### Selected text

Rapid identification of geographic origins of Zingiberis Rhizoma by NIRS combined with chemometrics and machine learning algorithms.
10.19540/j.cnki.cjcmm.20220514.103
- Author:
Dai-Xin YU
1
;
Sheng GUO
1
;
Xia ZHANG
2
;
Hui YAN
1
;
Zhen-Yu ZHANG
1
;
Hai-Yang LI
1
;
Jian YANG
3
;
Jin-Ao DUAN
1
Author Information
1. National and Local Collaborative Engineering Center of Chinese Medicinal Resources Industrialization and Formulae Innovative Medicine/Jiangsu Collaborative Innovation Center of Chinese Medicinal Resources Industrialization/Jiangsu Key Laboratory for High Technology Research of Traditional Chinese Medicine Formulae, Nanjing University of Chinese Medicine Nanjing 210023, China.
2. College of Artificial Intelligence and Information Technology, Nanjing University of Chinese Medicine Nanjing 210023, China.
3. State Key Laboratory Breeding Base of Dao-di Herbs, National Resource Center for Chinese Materia Medica, China Academy of Chinese Medical Sciences Beijing 100700, China.

### Supplied material
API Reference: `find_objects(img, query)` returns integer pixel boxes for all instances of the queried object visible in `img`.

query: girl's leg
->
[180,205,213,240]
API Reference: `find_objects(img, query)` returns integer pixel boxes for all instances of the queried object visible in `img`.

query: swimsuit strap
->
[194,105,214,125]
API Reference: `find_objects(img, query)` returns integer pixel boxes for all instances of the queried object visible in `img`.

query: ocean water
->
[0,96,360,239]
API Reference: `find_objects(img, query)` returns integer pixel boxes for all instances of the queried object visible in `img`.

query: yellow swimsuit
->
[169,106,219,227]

### Directions
A. In the Zingiberis Rhizoma article listing, which college is Xia ZHANG affiliated with?
B. Please resume the Zingiberis Rhizoma article listing after its final line.

### Outputs in order
A. The College of Artificial Intelligence and Information Technology, Nanjing University of Chinese Medicine, Nanjing 210023, China.

B.
- Publication Type:Journal Article
- Keywords:
NIRS;
Zingiberis Rhizoma;
chemometrics;
machine learning algorithms;
traceability
- MeSH:
Algorithms;
Chemometrics;
China;
Ginger;
Least-Squares Analysis;
Plant Extracts;
Principal Component Analysis;
Support Vector Machine
- From:
China Journal of Chinese Materia Medica
2022;47(17):4583-4592
- CountryChina
- Language:Chinese
-
Abstract:
In this study, 280 batches of Zingiberis Rhizoma samples from nine producing areas were analyzed to obtain infrared spectral information based on near-infrared spectroscopy(NIRS). Pluralistic chemometrics such as principal component analysis(PCA), partial least squares-discriminant analysis(PLS-DA), orthogonal partial least squares-discriminant analysis(OPLS-DA), K-nearest neighbors(KNN), support vector machine(SVM), random forest(RF), artificial neural network(ANN), and gradient boosting(GB) were applied for tracing of origins. The results showed that the discriminative accuracy of the spectral preprocessing by standard normal variate transformation coupled with the first derivative was 93.9%, which could be used for the construction of the discrimination model. PCA and PLS-DA score plots showed that samples from Shandong, Sichuan, Yunnan, and Guizhou could be effectively distinguished, but the remaining samples were partially overlapped. As revealed by the analysis results by machine learning algorithms, the AUC values of KNN, SVM, RF, ANN, and GB algorithms were 0.96, 0.99, 0.99, 0.99, and 0.98, respectively, with overall prediction accuracies of 83.3%, 89.3%, 90.5%, 91.7%, and 89.3%. It indicated that the developed model was reliable and the machine learning algorithm combined with NIRS for origin identification was sufficiently feasible. OPLS-DA showed that Zingiberis Rhizoma from Sichuan(genuine producing areas) could be significantly distinguished from other regions, with good discriminative accuracy, suggesting that the NIRS established in this study combined with chemometrics can be used for the identification of Zingiberis Rhizoma from Sichuan. This study established a rapid and nondestructive identification and reliable data analysis method for origin identification of Zingiberis Rhizoma, which is expected to provide a new idea for the origin tracing of Chinese medicinal materials.